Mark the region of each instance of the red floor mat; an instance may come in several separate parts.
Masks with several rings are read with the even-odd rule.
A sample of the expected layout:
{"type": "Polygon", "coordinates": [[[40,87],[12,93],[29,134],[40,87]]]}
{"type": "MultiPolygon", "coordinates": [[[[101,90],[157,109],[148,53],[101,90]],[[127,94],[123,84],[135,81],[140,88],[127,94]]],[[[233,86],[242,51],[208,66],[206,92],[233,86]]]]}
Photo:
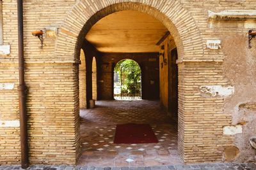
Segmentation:
{"type": "Polygon", "coordinates": [[[116,125],[114,143],[158,143],[158,139],[149,124],[116,125]]]}

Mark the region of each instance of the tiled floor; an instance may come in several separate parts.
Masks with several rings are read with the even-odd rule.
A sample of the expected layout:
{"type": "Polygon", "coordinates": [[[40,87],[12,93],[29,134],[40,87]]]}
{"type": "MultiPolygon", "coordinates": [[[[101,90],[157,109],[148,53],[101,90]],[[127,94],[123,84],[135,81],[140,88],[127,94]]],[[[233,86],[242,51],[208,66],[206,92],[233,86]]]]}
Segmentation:
{"type": "Polygon", "coordinates": [[[81,110],[82,156],[80,166],[152,166],[182,164],[177,153],[177,124],[158,101],[97,101],[96,108],[81,110]],[[116,124],[149,124],[159,143],[113,143],[116,124]]]}

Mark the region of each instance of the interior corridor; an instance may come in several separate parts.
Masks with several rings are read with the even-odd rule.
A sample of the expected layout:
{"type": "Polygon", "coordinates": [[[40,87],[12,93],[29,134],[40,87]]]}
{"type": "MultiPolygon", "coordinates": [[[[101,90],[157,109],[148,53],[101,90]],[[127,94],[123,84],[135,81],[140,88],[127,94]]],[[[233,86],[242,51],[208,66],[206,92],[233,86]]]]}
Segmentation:
{"type": "Polygon", "coordinates": [[[81,110],[82,156],[79,165],[152,166],[182,164],[177,153],[177,125],[156,101],[99,101],[81,110]],[[158,143],[114,144],[116,124],[148,124],[158,143]]]}

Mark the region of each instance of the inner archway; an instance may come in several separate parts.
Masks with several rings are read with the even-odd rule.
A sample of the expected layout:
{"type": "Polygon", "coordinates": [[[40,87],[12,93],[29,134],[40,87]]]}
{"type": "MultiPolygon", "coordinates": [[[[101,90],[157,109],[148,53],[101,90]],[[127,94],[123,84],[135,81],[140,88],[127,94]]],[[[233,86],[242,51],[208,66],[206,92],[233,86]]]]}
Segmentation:
{"type": "MultiPolygon", "coordinates": [[[[96,71],[99,98],[95,108],[80,112],[83,145],[79,164],[94,164],[88,150],[93,155],[113,154],[114,158],[109,161],[109,166],[115,164],[120,166],[120,161],[129,164],[119,158],[120,155],[128,159],[139,152],[140,157],[147,157],[154,152],[156,157],[160,157],[161,150],[166,154],[164,159],[157,162],[159,165],[175,160],[181,162],[177,152],[177,120],[174,121],[168,116],[174,114],[168,114],[170,104],[164,103],[169,96],[168,92],[163,95],[169,85],[166,75],[169,74],[170,69],[167,67],[170,64],[166,64],[173,57],[170,55],[168,58],[166,55],[176,47],[166,27],[147,13],[120,11],[99,20],[88,32],[84,41],[83,47],[87,52],[88,62],[92,63],[88,66],[92,67],[89,69],[92,73],[87,75],[92,76],[92,80],[88,81],[92,81],[92,99],[95,99],[93,77],[96,71]],[[166,45],[171,41],[172,45],[166,45]],[[97,69],[96,60],[99,64],[97,69]],[[127,124],[131,127],[125,129],[136,130],[127,132],[132,132],[131,135],[134,136],[127,134],[130,138],[123,140],[116,132],[121,131],[121,136],[126,134],[118,130],[118,127],[127,124]],[[140,131],[136,127],[139,125],[147,127],[145,132],[152,132],[152,138],[142,139],[145,138],[144,132],[135,134],[140,131]]],[[[177,97],[175,100],[177,101],[177,97]]],[[[105,160],[102,159],[103,162],[105,160]]],[[[135,158],[133,160],[139,160],[135,158]]],[[[146,165],[150,162],[140,161],[146,165]]]]}
{"type": "Polygon", "coordinates": [[[118,62],[114,69],[114,98],[116,100],[141,99],[141,70],[134,60],[118,62]]]}
{"type": "MultiPolygon", "coordinates": [[[[159,3],[152,3],[150,1],[145,1],[128,3],[111,1],[106,3],[99,0],[87,2],[87,3],[83,1],[77,2],[70,10],[60,29],[55,50],[56,56],[61,59],[67,59],[67,61],[74,60],[75,64],[79,63],[78,50],[80,50],[83,46],[84,37],[92,25],[105,16],[123,10],[140,11],[154,17],[166,27],[174,38],[178,52],[178,63],[179,63],[179,97],[182,99],[179,101],[179,150],[184,160],[191,160],[193,158],[190,157],[189,148],[184,147],[184,141],[187,141],[190,137],[188,134],[184,133],[186,128],[184,117],[188,111],[185,110],[184,107],[185,107],[185,100],[188,99],[184,97],[185,94],[182,92],[186,82],[182,81],[183,78],[180,76],[184,75],[185,73],[183,71],[185,68],[184,59],[186,59],[186,62],[200,60],[203,57],[204,48],[200,32],[196,27],[195,20],[178,1],[171,3],[167,0],[161,1],[159,3]],[[179,15],[181,13],[182,15],[179,15]],[[76,45],[74,42],[77,42],[76,45]],[[65,45],[63,46],[63,45],[65,45]]],[[[103,67],[106,67],[112,66],[111,63],[103,63],[103,67]]],[[[74,70],[77,70],[76,67],[77,66],[74,64],[74,70]]],[[[76,73],[74,72],[74,74],[76,73]]],[[[99,81],[100,83],[104,82],[104,80],[99,80],[99,81]]],[[[152,81],[152,83],[154,82],[154,81],[152,81]]],[[[78,91],[74,91],[75,93],[78,92],[78,91]]],[[[76,96],[76,95],[74,94],[74,96],[76,96]]],[[[72,111],[74,110],[76,114],[78,113],[77,108],[72,111]]],[[[76,124],[76,141],[78,141],[76,139],[79,134],[77,127],[77,125],[76,124]]],[[[76,146],[76,158],[79,157],[81,153],[79,144],[79,142],[74,144],[76,146]]]]}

== Your objective ==
Pull out each line of the listing above that contains the string "floor". Case counts.

== Output of the task ==
Mark the region of each instance of the red floor mat; an instance may come in several separate parts.
Mark the region of each instance of the tiled floor; an instance may come in several separate parts.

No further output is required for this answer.